BEGIN Dataset records

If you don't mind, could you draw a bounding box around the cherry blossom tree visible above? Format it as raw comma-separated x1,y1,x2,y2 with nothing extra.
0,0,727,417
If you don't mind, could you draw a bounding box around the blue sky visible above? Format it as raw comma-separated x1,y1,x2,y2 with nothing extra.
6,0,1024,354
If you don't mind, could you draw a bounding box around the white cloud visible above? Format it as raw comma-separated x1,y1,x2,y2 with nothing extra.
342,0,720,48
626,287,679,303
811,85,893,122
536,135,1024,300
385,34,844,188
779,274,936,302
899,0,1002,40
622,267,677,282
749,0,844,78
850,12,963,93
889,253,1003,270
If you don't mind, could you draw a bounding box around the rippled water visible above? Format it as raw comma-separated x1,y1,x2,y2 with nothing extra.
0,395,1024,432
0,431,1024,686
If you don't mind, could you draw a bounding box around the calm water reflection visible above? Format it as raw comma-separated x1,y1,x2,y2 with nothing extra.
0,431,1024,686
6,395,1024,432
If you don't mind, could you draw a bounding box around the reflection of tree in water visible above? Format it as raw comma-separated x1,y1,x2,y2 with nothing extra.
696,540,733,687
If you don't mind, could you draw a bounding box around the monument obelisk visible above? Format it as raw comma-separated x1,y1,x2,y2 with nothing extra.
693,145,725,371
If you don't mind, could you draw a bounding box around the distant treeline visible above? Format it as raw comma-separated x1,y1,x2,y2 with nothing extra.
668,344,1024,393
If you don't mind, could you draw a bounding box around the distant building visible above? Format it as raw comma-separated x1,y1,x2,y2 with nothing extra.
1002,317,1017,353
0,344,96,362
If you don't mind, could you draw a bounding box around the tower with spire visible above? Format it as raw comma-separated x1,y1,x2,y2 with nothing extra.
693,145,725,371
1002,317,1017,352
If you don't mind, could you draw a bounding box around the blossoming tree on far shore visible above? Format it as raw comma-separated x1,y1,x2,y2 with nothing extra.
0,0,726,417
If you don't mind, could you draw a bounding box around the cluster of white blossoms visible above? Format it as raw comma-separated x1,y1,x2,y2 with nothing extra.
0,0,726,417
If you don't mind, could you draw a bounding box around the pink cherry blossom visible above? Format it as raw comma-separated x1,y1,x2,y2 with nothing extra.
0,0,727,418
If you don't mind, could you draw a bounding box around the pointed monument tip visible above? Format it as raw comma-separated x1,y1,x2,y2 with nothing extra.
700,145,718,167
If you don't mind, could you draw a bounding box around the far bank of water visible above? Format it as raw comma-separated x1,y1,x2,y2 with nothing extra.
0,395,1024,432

END Dataset records

#### [Exercise directions]
Could you set down the whole listing above once more, line for line, without changing a single character?

#### [Completed task]
If you don't mind, could you draw a bounding box around the cherry blossom tree visible above? Format it as raw comma-separated x1,y1,x2,y2 with nothing extra.
0,0,727,417
If you don't mind, could you draw a bounding box around the blue sky visible above? Format it as raw comma-separated x1,y1,x2,y2 with nothing extra.
6,0,1024,354
If you don't mind, could you draw a bounding box around the white cloud visible above? Format it as raw comma-separated x1,y1,x2,y2 with nothing extra.
342,0,720,48
626,287,679,303
811,85,893,122
536,135,1024,300
385,34,844,188
779,274,936,302
899,0,1002,40
622,267,677,282
749,0,844,78
850,12,963,93
889,253,1003,270
If you don't mind, could you draw a bounding box around the rippled water visible above? Format it as raw comma-separated x1,y1,x2,y2 with nothing extra.
0,395,1024,432
0,431,1024,686
If you don't mind, could you draw a bounding box around the calm water reflection visible above? Format it as raw comma-separated x1,y1,x2,y2 with nothing extra.
0,431,1024,686
6,395,1024,432
If you don't mind, could you draw a bounding box around the reflection of tree in water visible above? Format it as raw comma-separated x1,y1,x2,y2 with nothing extra.
696,540,733,687
If you don't mind, could you draw a bounding box around the monument obelisk visible above? Format it as raw comma-separated x1,y1,x2,y2 with nothing extra.
693,145,725,371
If you don't mind, could you draw a bounding box around the distant treeline visible above? Format it as raw comma-separated x1,y1,x2,y2 with nothing extra.
668,344,1024,393
If you don't mind, could you draw a bounding box around the distant building visible above? Format it as raw comma-separated x1,y1,x2,y2 with nothing extra.
1002,317,1017,353
0,344,96,362
If you don't mind, could you draw a bounding box around the tower with spire visible above? Format it as raw comma-separated x1,y1,x2,y2 with nothing extra.
693,145,725,371
1002,317,1017,352
If you don't mind, could you draw a bounding box around the blossoming tree on far shore visible above? Format it as raw comma-separated x1,y1,x2,y2 with nothing extra.
0,0,726,417
If you don't mind, could you draw a bounding box around the cluster of white blossoms visible above? Format it as raw comma-separated x1,y1,x2,y2 with nothing extra.
0,0,726,417
If you don't mind, could you draw a bounding box around the pink cherry blossom visible above? Format it as raw comma-separated x1,y1,x2,y2 with nothing extra.
0,0,727,418
If you don't mind, could you draw a bounding box around the pointed monument tip visible above? Format it as raw comma-separated x1,y1,x2,y2 with nothing extra.
700,145,718,167
If you don't mind, could you draw a bounding box around the far bank of water visible above? Format it as raw comma-separated x1,y1,x2,y2 with nothing extra.
0,395,1024,432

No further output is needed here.